### WHAT IS NEEDED:
Each record is to be transcribed exactly.

* * * * * * * * *

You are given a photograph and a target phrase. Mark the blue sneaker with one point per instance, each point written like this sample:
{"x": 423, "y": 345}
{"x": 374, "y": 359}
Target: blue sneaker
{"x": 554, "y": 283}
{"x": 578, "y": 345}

* * * * * * * * *

### SOLUTION:
You are given a photograph and a target phrase. Mark the blue sneaker with one point per instance, each point written like this sample:
{"x": 423, "y": 345}
{"x": 374, "y": 359}
Target: blue sneaker
{"x": 554, "y": 283}
{"x": 578, "y": 345}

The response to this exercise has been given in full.